-- Outline annotation records --
►
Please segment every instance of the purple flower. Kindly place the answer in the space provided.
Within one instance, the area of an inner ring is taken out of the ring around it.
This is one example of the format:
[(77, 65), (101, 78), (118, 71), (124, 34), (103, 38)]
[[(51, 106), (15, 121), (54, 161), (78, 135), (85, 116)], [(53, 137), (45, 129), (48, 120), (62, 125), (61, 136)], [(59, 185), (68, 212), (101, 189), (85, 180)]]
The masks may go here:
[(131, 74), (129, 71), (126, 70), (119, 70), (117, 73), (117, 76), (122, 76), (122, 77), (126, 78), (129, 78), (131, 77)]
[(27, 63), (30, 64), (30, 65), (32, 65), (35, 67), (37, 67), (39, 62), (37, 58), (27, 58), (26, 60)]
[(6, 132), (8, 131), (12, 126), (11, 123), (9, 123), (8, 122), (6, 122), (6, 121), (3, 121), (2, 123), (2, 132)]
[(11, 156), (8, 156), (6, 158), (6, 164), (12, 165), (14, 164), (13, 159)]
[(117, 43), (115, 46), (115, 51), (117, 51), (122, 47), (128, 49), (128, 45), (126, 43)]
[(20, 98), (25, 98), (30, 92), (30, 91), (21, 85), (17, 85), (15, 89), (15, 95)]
◄
-- Requirement --
Can you write out all the rows above again, replacing "instance" with "occurrence" and leaving everything else the same?

-- The response --
Please segment every occurrence of the purple flower. Kindly place the answer in the space provided.
Within one occurrence, the area of an inner ring is taken out of the ring around it.
This is one example of the format:
[(77, 65), (101, 78), (118, 71), (124, 34), (103, 38)]
[[(51, 106), (15, 121), (54, 161), (78, 135), (85, 116)], [(53, 137), (45, 129), (48, 120), (62, 125), (61, 136)], [(59, 185), (68, 212), (101, 189), (85, 180)]]
The masks may go here:
[(131, 74), (129, 71), (126, 70), (119, 70), (117, 73), (117, 76), (122, 76), (122, 77), (126, 78), (129, 78), (131, 77)]
[(27, 63), (30, 64), (30, 65), (32, 65), (35, 67), (37, 67), (39, 62), (37, 58), (27, 58), (26, 60)]
[(6, 132), (8, 131), (12, 126), (11, 123), (9, 123), (8, 122), (6, 122), (6, 121), (3, 121), (2, 123), (2, 132)]
[(11, 156), (8, 156), (6, 158), (6, 164), (12, 165), (14, 164), (13, 159)]
[(117, 43), (115, 46), (115, 51), (117, 51), (122, 47), (128, 49), (128, 45), (126, 43)]
[(20, 98), (25, 98), (30, 92), (30, 91), (21, 85), (17, 85), (15, 89), (15, 95)]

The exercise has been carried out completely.